• **EXTRAIT DU DOCUMENT**:
Convention d’Istanbul et lutte contre les violences faites aux femmes dans le monde : où en est-on ?
par Camille Studer
23 septembre 2020
Dans son rapport 2019 sur les objectifs de développement durable, l’ONU indique que, si la condition des femmes dans le monde tend globalement à s’améliorer (moins de mariages forcés, plus de femmes occupant des postes à haute responsabilité, etc.), les violences dirigées contre les femmes occupent toujours une place trop importante dans les statistiques. Selon ce rapport, 18% des femmes âgées de 15 à 49 ans auraient subi des violences physiques ou sexuelles. De plus, dans certains pays, les droits des femmes semblent se réduire d’année en année, au grès des gouvernements et au nom de traditions et de valeurs familiales. Ainsi, des nations qui avaient pourtant engagé un début de lutte contre les violences faites aux femmes souhaitent aujourd’hui faire marche arrière. C’est notamment le cas de la Pologne, qui, par la voix de son ministre de la Justice Zbigniew Ziobro, a annoncé, le 25 juillet dernier, son souhait de se retirer de la Convention d’Istanbul. La Convention d’Istanbul, signée par tous les membres du Conseil de l’Europe – hors Russie et Azerbaïdjan – en 2011 a pour objectif d’apporter un cadre juridique concret pour lutter efficacement contre les violences faites aux femmes. Ce qui ne semble plus être au goût de la Pologne, qui estime que ce texte contient « des éléments de nature idéologique » considérés comme « nuisibles »pour le bon fonctionnement de la société polonaise. Si cette déclaration de la Pologne a fait grand bruit cet été, ce n’est pas le seul pays qui semble en passe de régresser en matière de droits des femmes. La Turquie n’est pas en reste sur ce sujet, puisqu’ Ankara envisage aussi de se retirer de la Convention d’Istanbul, qui divise le pays. En effet, de nombreuses organisations et médias conservateurs, ainsi que le parti au pouvoir – l’AKP – s’insurgent contre ce texte jugé incompatible avec les valeurs familiales turques. L’importance des droits des femmes et la nécessité de lutter efficacement contre les violences domestiques ne fait donc pas l’unanimité et la route vers une amélioration tangible et pérenne est encore longue pour certaines nations. Si la cause des femmes n’est pas acquise à tous, elle est en revanche au cœur de nombreuses luttes et initiatives portées par la société civile, qui se bat coûte que coûte pour faire entendre sa voix et imagine des solutions pour pallier le manque de dispositifs et l’absence de cadre juridique dans certains pays.

• **TRAVAIL À FAIRE**:
[a] D'après l'extrait, quel pourcentage des femmes âgées de 15 à 49 ans auraient subi des violences physiques ou sexuelles selon le rapport 2019 de l'ONU ?
[b] Recopiez à l'identique les lignes de données, de la première jusqu'à celle qui contient « 144 206 L 143 », celle-ci comprise.

• **LIGNES DE DONNÉES**:
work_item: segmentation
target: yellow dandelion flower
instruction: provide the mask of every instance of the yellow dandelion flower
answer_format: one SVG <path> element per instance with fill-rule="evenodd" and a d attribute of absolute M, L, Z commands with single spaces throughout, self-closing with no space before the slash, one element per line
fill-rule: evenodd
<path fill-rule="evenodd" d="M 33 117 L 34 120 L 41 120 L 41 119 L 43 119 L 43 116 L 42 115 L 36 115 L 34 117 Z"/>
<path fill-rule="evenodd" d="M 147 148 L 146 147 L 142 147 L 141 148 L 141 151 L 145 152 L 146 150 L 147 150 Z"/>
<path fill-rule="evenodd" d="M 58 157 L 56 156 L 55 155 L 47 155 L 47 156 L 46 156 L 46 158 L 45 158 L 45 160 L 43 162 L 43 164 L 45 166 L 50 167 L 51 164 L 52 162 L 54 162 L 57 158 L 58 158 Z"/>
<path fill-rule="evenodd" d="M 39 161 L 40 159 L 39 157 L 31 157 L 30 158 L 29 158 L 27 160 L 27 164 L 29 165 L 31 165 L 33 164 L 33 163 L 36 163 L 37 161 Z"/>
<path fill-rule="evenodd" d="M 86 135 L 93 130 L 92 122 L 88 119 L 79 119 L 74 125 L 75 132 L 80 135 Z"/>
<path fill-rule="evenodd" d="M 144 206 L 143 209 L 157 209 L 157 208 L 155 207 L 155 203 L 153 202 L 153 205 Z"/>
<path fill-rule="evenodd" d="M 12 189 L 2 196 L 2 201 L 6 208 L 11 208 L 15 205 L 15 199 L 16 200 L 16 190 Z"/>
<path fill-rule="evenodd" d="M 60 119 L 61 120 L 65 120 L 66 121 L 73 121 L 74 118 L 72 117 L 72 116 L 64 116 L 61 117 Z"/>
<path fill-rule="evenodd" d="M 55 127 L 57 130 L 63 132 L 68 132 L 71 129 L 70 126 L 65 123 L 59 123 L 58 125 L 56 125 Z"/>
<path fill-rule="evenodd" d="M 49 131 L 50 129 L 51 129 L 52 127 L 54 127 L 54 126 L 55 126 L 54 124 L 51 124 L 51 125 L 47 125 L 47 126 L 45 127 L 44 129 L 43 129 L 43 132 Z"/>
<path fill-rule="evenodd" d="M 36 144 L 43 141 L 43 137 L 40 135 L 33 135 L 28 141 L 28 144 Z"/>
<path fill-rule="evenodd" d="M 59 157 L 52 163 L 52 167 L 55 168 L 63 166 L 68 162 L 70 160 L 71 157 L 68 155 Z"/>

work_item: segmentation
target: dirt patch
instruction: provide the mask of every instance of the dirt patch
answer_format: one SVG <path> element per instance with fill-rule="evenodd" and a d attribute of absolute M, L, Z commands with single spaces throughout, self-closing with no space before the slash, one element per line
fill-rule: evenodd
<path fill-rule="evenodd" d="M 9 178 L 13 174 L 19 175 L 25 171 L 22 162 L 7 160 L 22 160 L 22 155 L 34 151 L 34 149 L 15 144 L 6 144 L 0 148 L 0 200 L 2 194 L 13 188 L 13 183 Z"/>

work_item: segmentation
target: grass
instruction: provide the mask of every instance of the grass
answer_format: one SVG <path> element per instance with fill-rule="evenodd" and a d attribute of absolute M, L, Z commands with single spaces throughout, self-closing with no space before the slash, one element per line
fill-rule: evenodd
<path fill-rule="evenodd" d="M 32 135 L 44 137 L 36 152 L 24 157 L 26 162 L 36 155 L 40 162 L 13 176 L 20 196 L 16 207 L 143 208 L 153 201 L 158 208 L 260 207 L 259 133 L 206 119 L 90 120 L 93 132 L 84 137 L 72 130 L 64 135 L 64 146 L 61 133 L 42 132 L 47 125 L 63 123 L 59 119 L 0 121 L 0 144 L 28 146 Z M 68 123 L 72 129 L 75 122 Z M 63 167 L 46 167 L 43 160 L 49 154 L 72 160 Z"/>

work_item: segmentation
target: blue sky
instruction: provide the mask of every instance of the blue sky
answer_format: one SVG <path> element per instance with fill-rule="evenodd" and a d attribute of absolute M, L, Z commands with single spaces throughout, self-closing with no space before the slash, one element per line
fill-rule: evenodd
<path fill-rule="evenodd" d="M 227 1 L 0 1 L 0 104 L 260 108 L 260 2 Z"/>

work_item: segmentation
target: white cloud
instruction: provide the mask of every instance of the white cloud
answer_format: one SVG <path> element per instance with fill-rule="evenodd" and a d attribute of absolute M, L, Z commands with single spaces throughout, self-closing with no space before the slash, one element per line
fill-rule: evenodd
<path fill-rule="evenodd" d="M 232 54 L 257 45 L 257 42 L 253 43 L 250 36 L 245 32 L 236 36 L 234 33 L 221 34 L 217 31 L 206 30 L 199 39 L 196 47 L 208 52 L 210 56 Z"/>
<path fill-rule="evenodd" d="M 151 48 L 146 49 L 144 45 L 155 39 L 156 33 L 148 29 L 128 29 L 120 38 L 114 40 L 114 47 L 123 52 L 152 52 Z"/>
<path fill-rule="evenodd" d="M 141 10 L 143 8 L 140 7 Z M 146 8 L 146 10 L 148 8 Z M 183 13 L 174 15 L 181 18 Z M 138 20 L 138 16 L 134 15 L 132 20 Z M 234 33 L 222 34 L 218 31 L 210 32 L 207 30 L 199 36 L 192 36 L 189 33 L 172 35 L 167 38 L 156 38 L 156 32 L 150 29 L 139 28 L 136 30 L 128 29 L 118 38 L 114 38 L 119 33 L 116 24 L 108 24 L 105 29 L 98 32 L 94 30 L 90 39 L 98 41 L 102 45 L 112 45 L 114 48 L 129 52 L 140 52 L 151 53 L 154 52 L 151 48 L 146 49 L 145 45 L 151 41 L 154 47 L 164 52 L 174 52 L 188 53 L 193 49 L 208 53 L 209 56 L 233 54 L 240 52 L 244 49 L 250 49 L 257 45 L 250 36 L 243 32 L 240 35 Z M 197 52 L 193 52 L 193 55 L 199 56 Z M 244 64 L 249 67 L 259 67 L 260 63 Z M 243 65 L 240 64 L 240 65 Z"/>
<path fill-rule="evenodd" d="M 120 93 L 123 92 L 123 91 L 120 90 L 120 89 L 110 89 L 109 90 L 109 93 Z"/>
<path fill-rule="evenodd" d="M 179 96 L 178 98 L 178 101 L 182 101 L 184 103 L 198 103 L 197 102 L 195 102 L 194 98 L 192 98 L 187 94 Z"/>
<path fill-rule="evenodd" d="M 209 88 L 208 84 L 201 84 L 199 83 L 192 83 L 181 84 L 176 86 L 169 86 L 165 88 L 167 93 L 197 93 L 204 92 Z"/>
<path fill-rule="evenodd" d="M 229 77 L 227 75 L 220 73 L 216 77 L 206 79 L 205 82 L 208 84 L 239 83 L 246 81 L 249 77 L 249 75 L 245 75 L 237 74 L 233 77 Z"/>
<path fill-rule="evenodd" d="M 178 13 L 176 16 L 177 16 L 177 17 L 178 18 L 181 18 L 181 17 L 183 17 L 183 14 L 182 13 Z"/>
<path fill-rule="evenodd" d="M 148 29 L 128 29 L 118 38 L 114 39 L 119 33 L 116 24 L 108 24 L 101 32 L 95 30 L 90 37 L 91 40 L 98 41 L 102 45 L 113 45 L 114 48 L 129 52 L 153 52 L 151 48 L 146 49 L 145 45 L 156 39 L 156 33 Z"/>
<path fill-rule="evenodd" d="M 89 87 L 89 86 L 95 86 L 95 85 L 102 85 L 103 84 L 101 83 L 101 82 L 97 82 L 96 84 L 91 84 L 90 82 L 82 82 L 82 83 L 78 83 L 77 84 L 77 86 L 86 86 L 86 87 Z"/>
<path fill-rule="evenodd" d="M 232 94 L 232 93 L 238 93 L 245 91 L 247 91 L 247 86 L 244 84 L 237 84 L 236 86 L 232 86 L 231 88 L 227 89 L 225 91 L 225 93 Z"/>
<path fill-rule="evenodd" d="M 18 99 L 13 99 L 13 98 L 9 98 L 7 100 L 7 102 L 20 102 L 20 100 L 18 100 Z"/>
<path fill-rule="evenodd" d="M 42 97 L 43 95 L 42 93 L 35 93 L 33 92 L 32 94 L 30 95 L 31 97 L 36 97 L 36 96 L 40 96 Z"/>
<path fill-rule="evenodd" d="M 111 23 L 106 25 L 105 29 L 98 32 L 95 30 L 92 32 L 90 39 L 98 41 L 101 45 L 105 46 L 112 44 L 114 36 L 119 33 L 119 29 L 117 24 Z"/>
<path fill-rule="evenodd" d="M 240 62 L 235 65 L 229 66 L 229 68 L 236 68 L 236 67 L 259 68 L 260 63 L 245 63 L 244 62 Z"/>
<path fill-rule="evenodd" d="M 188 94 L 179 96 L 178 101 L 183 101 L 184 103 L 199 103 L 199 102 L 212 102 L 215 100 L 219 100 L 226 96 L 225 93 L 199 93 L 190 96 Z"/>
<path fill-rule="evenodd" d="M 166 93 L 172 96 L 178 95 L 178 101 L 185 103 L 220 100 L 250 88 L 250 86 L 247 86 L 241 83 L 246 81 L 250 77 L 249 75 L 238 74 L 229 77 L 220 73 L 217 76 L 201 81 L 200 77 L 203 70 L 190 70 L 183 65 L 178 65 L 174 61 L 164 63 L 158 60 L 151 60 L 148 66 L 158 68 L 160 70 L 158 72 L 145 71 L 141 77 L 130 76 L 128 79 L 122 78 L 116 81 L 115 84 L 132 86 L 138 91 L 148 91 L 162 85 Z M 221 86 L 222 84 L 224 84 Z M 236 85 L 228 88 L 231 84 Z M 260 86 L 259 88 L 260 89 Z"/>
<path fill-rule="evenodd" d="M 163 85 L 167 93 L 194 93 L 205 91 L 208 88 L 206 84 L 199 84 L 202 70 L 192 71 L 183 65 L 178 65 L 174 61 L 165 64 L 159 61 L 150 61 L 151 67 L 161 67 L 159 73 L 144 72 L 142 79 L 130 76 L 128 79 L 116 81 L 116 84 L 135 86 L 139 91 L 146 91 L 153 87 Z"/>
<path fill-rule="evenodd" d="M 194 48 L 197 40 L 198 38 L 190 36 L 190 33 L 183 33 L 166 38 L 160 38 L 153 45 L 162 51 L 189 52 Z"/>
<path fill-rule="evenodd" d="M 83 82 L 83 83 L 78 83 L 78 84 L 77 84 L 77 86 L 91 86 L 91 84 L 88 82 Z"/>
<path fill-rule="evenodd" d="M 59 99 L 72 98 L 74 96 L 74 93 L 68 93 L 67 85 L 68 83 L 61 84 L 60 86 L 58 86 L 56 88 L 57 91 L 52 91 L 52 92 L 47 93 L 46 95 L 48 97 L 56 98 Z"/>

• **CORRIGÉ DE L'EXERCICE**:
[a] 18 %.

[b]
work_item: segmentation
target: yellow dandelion flower
instruction: provide the mask of every instance of the yellow dandelion flower
answer_format: one SVG <path> element per instance with fill-rule="evenodd" and a d attribute of absolute M, L, Z commands with single spaces throughout, self-closing with no space before the slash, one element per line
fill-rule: evenodd
<path fill-rule="evenodd" d="M 33 117 L 34 120 L 41 120 L 41 119 L 43 119 L 43 116 L 42 115 L 36 115 L 34 117 Z"/>
<path fill-rule="evenodd" d="M 147 148 L 146 147 L 142 147 L 141 148 L 141 151 L 145 152 L 146 150 L 147 150 Z"/>
<path fill-rule="evenodd" d="M 58 157 L 56 156 L 55 155 L 47 155 L 47 156 L 46 156 L 46 158 L 45 158 L 45 160 L 43 162 L 43 164 L 45 166 L 50 167 L 51 164 L 52 162 L 54 162 L 57 158 L 58 158 Z"/>
<path fill-rule="evenodd" d="M 39 161 L 40 159 L 39 157 L 31 157 L 30 158 L 29 158 L 27 160 L 27 164 L 29 165 L 31 165 L 33 164 L 33 163 L 36 163 L 37 161 Z"/>
<path fill-rule="evenodd" d="M 86 135 L 93 130 L 92 122 L 88 119 L 79 119 L 74 125 L 75 132 L 80 135 Z"/>
<path fill-rule="evenodd" d="M 144 206 L 143 209 L 157 209 L 157 208 L 155 207 L 155 203 L 153 202 L 153 205 Z"/>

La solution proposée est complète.